=== Section Start ===
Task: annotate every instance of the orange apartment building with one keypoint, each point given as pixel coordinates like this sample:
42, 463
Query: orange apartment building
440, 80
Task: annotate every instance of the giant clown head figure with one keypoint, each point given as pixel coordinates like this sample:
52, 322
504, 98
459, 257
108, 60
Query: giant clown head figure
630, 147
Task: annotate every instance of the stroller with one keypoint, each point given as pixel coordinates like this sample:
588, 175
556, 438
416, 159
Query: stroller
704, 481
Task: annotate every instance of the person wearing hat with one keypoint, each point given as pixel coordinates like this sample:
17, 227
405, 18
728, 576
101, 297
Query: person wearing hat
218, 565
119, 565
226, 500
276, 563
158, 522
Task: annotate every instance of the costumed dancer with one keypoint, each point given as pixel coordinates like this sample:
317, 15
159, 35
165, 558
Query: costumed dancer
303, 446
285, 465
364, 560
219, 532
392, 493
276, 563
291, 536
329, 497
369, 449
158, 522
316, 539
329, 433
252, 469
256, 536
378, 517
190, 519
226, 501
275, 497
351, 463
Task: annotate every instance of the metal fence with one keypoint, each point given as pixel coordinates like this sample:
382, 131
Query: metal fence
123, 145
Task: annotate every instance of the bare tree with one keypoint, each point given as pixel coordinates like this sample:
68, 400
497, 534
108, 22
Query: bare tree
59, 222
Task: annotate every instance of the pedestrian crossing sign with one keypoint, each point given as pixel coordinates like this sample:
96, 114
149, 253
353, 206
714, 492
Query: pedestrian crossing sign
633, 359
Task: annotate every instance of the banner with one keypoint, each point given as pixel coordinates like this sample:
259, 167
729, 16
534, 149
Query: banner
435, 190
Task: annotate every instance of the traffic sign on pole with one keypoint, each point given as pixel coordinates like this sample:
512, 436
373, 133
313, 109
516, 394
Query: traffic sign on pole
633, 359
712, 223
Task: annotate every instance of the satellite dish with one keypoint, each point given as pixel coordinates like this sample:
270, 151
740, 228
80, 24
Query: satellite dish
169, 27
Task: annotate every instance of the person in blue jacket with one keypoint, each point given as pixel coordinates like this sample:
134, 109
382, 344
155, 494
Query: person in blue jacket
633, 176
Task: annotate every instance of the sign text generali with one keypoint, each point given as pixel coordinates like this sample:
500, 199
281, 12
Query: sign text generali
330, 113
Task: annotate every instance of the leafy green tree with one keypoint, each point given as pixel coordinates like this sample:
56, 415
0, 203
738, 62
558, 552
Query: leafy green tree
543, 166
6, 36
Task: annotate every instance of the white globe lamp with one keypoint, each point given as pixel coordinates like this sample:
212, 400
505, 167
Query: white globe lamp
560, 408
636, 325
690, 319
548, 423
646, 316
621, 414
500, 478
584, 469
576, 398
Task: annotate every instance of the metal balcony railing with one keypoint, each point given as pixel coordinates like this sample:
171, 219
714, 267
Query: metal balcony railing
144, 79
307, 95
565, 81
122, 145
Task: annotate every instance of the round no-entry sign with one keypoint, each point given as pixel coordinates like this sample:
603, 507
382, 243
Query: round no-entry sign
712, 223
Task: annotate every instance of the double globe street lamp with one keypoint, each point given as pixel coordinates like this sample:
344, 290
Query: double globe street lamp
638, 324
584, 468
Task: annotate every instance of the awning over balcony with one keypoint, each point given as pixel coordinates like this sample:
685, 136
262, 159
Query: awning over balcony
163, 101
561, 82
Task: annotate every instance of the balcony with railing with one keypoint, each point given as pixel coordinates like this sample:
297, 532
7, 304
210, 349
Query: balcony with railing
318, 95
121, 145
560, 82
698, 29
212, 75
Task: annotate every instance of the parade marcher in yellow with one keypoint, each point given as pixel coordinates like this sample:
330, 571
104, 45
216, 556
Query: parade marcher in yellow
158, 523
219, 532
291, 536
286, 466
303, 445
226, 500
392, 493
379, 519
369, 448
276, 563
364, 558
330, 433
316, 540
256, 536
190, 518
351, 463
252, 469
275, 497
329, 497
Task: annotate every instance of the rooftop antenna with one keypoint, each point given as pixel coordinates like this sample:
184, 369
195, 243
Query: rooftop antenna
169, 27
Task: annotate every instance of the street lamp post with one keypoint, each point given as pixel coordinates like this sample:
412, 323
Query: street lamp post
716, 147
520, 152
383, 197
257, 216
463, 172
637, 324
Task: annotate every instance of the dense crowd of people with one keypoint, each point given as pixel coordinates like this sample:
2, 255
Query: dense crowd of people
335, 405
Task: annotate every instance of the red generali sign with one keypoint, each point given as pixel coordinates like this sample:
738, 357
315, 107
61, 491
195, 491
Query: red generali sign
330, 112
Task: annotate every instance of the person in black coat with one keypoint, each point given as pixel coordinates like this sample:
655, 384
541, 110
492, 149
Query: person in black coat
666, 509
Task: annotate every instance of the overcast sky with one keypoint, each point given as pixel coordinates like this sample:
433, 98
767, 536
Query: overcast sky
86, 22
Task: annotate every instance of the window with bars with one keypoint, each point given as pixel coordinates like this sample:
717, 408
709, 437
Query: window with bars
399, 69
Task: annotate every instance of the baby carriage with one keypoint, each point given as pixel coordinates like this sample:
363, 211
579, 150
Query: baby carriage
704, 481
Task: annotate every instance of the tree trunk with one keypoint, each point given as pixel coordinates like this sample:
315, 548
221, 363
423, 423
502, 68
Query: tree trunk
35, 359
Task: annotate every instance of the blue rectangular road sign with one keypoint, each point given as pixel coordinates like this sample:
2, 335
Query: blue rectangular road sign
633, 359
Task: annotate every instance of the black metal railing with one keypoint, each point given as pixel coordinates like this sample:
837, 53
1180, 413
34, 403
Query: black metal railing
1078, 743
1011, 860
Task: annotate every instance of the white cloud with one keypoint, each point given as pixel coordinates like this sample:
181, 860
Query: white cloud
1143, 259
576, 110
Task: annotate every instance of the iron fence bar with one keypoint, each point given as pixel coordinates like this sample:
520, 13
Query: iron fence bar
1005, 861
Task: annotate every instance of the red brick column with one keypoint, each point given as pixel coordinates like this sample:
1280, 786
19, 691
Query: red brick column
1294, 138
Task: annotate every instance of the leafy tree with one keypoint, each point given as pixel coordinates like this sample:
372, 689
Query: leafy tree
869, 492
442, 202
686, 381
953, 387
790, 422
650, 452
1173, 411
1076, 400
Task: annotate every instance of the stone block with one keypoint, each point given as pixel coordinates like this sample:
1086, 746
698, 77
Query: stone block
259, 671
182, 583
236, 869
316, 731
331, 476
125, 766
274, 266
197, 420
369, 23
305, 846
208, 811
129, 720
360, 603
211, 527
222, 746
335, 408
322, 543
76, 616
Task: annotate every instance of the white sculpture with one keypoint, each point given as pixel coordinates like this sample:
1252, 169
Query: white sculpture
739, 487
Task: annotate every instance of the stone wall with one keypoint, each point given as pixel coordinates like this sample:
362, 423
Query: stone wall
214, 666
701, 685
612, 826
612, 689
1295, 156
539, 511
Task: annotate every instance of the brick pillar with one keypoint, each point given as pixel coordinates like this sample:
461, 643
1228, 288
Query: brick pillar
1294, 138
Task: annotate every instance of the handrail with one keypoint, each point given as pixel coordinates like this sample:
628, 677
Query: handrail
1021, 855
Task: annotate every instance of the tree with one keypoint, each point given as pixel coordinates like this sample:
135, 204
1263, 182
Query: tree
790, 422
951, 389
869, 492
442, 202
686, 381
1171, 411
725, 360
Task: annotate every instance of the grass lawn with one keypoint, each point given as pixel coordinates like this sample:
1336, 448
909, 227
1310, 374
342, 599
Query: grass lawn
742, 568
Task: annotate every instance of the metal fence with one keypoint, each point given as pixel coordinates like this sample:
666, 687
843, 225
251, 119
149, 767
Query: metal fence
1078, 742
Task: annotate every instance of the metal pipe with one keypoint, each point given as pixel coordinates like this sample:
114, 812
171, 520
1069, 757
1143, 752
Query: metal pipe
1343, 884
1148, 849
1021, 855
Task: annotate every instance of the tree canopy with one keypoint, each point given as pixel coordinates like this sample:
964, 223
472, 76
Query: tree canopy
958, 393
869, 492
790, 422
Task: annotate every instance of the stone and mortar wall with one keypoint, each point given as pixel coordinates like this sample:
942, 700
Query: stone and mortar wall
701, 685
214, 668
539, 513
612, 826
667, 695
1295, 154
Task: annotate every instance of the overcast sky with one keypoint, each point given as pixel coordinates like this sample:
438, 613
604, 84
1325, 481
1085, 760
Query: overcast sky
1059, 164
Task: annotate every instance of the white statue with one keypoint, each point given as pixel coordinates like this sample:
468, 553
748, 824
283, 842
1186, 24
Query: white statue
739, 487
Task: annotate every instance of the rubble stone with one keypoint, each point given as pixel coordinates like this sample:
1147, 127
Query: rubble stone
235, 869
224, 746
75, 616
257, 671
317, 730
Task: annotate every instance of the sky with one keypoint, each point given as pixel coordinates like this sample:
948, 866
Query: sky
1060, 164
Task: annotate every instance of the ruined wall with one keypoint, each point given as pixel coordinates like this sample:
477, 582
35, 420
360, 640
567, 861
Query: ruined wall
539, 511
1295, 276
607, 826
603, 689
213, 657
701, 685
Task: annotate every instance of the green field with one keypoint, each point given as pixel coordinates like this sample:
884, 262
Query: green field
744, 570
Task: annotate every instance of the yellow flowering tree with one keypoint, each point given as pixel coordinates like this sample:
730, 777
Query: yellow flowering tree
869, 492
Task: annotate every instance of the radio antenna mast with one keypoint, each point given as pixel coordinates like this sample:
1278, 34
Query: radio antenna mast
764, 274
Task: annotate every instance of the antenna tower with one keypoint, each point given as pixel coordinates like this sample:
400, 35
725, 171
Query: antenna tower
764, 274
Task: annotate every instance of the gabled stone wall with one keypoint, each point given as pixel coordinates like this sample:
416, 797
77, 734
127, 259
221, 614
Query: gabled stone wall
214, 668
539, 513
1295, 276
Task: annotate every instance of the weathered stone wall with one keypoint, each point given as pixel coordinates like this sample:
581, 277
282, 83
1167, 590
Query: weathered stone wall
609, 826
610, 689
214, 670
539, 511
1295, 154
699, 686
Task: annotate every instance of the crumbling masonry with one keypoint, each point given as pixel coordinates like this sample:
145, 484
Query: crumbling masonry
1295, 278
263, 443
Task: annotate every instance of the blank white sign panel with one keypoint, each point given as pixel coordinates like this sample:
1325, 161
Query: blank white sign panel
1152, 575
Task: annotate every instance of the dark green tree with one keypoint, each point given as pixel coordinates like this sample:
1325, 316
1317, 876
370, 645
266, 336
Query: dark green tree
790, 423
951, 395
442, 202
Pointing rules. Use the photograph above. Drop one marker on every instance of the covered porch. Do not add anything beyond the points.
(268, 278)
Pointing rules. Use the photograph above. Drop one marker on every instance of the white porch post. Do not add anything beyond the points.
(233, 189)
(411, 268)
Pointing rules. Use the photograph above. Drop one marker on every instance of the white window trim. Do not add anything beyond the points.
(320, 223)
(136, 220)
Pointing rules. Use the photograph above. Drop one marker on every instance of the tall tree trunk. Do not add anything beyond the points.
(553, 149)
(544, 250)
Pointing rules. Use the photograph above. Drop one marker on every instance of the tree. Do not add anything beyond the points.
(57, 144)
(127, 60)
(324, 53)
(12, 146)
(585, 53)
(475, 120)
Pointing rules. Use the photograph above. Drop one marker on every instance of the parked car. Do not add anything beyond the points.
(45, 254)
=== Section End ===
__Prompt__
Everything from the line with "Query: leafy tree" through the line with "Task: annotate every instance of the brick" in the listing above must be retyped exactly, with nothing added.

__Task answer__
Query: leafy tree
869, 492
442, 202
686, 381
953, 387
790, 422
650, 452
1173, 411
1076, 400
Task: annotate every instance of the stone block with one keypoint, each point given as pixel coordinates like this sample:
1086, 746
698, 77
Query: stone block
259, 671
182, 583
236, 869
316, 731
331, 476
125, 766
274, 266
197, 420
369, 23
305, 846
208, 811
129, 720
360, 603
211, 527
222, 746
335, 408
322, 543
76, 616
Task: annotate every instance of the white sculpture with one keypoint, each point given as pixel coordinates like this sample:
1252, 169
Query: white sculpture
739, 487
Task: annotate every instance of the stone wall with one keypoint, each point given as pixel coordinates like this sample:
362, 423
Query: stone wall
214, 666
701, 685
612, 826
612, 689
1295, 156
539, 511
Task: annotate every instance of the brick pillar with one keypoint, each point given as pixel coordinates like this sample:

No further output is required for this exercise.